# [WHAT TO PRODUCE]
Could you copy every line of the data that contains "wheel"?

THE DATA: Begin

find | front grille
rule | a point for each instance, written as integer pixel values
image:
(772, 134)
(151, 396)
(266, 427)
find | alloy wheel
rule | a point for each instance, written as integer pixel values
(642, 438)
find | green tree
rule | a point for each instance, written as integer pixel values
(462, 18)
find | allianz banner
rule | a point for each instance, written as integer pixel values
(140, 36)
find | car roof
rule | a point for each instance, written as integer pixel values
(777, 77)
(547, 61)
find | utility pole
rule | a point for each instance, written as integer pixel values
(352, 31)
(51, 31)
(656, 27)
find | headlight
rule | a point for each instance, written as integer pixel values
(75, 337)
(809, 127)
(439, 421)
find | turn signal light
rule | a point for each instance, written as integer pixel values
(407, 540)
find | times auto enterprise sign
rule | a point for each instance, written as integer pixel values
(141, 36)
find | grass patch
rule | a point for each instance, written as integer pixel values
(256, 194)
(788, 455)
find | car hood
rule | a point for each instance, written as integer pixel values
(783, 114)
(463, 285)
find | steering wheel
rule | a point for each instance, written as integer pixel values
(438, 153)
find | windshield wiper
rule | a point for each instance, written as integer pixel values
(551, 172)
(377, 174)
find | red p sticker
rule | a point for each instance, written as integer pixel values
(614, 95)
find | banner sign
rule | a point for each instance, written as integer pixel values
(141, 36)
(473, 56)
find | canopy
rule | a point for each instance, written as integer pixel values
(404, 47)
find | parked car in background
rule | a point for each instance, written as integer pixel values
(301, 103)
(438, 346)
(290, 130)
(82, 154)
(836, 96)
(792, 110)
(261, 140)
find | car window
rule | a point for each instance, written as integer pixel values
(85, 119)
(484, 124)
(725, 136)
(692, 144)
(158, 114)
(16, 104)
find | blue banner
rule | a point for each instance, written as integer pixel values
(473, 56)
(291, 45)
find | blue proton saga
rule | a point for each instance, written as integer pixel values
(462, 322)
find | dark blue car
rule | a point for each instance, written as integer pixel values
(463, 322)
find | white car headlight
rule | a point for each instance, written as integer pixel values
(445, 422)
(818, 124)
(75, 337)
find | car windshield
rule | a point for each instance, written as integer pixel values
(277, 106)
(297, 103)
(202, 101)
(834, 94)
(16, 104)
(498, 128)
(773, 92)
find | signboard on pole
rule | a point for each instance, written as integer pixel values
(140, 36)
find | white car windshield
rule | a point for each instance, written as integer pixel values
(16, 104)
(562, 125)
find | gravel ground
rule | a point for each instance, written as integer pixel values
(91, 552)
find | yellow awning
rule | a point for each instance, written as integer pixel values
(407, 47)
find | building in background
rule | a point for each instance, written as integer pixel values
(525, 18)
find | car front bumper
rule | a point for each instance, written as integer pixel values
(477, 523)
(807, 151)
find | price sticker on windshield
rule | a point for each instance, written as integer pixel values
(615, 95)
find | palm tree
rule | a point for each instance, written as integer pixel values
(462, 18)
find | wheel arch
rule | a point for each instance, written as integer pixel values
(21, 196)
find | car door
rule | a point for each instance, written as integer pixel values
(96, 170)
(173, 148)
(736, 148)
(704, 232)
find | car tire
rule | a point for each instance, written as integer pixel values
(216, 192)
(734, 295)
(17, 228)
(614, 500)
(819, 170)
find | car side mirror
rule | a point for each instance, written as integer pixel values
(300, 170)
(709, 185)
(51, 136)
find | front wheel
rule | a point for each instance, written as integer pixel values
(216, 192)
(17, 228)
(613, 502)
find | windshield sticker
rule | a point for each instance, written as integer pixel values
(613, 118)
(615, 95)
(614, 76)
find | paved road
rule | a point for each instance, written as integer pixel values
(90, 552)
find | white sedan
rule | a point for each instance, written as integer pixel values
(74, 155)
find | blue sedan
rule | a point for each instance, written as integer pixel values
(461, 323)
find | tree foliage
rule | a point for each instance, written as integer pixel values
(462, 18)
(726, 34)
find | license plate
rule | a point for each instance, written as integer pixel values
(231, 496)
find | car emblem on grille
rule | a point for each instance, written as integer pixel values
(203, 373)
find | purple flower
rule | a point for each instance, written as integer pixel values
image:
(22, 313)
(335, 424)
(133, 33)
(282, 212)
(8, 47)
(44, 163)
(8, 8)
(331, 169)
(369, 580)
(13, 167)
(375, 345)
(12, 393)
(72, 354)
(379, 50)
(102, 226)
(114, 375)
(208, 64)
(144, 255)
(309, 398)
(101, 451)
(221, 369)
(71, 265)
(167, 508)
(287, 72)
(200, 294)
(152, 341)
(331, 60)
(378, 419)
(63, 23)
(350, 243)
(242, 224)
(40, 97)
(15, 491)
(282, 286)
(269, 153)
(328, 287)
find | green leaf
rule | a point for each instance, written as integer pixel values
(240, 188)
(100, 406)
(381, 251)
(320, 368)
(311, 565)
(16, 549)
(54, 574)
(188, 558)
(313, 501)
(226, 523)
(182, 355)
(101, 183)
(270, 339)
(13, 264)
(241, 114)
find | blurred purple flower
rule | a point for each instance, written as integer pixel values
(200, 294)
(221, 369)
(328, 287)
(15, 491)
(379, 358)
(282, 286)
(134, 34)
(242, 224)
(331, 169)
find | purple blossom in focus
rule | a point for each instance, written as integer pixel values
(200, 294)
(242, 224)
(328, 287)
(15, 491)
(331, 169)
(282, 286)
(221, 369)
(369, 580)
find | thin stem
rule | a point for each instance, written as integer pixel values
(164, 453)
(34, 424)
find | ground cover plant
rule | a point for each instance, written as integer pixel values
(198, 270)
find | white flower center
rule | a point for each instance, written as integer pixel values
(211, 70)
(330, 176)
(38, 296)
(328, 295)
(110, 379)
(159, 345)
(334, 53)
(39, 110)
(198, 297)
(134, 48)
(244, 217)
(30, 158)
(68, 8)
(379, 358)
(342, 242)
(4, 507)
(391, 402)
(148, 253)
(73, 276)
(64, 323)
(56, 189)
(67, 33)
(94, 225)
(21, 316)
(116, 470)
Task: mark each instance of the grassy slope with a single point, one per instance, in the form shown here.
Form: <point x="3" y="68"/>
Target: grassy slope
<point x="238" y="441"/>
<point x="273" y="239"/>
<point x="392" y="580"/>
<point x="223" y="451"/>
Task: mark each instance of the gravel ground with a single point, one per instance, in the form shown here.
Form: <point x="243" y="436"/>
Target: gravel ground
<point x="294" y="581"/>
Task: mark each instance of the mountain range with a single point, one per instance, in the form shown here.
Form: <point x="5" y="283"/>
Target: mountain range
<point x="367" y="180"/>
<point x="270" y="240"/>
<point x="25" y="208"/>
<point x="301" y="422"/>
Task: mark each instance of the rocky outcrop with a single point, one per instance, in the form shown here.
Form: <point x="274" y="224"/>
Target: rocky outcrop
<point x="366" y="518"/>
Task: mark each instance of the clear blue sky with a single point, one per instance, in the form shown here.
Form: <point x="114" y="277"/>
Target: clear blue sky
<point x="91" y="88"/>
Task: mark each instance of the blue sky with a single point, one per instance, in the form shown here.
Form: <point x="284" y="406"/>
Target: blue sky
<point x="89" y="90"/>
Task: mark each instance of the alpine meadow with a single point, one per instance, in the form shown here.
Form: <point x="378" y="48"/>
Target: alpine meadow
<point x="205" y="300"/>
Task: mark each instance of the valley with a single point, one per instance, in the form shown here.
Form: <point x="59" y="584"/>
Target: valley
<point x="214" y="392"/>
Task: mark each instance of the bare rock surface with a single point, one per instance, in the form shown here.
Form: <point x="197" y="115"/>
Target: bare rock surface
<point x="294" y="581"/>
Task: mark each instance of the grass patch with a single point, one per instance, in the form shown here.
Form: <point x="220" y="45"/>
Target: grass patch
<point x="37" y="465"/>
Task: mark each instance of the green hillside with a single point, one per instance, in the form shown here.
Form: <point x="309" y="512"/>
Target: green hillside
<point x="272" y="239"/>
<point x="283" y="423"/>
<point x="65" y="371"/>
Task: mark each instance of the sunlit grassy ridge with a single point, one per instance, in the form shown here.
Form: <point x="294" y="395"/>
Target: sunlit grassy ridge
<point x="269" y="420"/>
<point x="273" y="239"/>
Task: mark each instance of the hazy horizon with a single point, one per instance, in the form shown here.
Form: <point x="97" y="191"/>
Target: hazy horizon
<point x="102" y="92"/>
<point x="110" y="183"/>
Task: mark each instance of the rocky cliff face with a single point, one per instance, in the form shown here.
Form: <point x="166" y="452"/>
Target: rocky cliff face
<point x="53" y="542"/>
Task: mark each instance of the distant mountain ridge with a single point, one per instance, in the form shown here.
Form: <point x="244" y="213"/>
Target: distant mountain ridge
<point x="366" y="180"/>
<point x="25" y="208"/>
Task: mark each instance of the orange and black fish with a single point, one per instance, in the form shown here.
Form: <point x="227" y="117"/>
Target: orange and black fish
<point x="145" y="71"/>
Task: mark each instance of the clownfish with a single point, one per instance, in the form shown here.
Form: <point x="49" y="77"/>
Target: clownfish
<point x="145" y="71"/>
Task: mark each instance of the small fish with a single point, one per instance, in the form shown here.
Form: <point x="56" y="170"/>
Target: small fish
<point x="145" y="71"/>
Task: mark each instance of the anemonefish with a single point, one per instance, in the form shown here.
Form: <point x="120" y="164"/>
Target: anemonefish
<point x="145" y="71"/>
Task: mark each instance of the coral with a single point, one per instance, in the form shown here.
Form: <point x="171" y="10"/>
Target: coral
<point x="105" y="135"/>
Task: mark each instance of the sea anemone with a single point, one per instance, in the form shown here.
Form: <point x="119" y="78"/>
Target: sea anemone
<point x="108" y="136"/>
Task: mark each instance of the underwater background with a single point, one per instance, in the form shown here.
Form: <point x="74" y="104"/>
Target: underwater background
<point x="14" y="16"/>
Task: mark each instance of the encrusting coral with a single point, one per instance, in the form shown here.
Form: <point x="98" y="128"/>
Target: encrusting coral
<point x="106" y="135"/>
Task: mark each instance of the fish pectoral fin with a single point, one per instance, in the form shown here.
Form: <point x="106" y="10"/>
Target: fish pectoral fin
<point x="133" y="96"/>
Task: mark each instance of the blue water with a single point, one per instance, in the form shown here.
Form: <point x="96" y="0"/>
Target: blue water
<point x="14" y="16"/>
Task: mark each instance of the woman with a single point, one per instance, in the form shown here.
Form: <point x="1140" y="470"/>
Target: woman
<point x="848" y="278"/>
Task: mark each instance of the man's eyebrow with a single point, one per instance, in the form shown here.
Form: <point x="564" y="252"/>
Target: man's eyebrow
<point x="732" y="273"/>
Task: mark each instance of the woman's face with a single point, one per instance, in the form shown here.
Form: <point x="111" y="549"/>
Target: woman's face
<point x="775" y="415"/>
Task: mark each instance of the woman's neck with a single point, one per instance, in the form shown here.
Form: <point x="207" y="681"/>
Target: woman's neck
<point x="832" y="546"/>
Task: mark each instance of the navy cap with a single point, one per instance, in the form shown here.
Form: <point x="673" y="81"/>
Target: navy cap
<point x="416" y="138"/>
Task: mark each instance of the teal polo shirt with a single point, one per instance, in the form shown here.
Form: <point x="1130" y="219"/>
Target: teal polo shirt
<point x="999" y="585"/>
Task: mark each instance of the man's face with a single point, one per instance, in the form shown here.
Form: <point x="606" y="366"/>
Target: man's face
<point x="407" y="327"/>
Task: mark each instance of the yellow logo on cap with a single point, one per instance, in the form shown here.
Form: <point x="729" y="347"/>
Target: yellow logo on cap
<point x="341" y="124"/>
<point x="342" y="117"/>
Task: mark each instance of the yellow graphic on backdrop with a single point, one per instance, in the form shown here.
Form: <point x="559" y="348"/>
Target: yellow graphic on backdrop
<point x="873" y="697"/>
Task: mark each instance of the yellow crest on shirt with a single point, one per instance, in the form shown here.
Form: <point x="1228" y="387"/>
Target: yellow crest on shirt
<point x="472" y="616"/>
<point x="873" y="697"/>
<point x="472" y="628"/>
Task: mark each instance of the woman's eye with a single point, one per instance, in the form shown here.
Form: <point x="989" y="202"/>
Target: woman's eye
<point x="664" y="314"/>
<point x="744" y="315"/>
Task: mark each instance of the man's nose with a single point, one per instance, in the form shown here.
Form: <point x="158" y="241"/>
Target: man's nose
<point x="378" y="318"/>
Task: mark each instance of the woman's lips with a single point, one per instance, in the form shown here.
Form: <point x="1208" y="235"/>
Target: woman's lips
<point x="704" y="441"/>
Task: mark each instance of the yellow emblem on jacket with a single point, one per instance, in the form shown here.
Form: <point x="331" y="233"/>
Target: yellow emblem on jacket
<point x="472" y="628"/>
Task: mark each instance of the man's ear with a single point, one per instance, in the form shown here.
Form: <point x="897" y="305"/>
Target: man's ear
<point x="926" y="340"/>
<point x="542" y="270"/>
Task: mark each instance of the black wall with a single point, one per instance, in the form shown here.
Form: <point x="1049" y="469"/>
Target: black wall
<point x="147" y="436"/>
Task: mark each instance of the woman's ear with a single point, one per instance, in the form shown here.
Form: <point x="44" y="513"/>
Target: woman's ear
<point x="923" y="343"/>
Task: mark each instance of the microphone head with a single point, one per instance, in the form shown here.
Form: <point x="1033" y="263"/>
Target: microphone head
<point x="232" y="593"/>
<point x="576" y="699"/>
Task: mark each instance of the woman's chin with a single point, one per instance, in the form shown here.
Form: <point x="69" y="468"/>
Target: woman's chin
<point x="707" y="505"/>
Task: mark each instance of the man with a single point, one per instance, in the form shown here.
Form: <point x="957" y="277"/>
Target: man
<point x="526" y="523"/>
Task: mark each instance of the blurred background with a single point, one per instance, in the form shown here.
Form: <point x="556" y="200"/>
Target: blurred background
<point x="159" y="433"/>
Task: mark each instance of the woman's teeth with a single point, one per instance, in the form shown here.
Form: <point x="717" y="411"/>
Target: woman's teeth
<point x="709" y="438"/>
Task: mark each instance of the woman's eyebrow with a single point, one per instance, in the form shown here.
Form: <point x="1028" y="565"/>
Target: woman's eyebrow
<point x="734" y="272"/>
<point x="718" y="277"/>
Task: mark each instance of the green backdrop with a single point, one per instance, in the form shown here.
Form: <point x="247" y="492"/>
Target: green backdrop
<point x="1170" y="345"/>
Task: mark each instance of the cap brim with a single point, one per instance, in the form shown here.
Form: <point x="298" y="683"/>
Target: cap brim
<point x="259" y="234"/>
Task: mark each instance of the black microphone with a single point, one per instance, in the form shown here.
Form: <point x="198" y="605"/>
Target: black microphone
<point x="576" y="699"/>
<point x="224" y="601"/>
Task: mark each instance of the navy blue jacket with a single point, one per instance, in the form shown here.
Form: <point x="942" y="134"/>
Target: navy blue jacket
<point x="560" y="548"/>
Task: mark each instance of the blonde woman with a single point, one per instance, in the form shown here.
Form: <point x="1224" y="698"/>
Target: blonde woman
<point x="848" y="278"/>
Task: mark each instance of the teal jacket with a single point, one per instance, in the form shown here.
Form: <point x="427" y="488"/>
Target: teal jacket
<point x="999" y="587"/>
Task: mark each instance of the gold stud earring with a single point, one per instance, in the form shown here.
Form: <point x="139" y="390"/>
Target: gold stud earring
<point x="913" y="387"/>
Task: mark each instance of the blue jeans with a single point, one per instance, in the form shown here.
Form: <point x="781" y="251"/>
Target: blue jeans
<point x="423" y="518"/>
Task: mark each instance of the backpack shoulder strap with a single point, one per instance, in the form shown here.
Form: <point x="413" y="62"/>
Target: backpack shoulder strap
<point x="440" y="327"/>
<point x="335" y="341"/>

THE DATA: End

# [ANSWER TO THE EXERCISE]
find | alloy wheel
find | steering wheel
find | wheel arch
find | front wheel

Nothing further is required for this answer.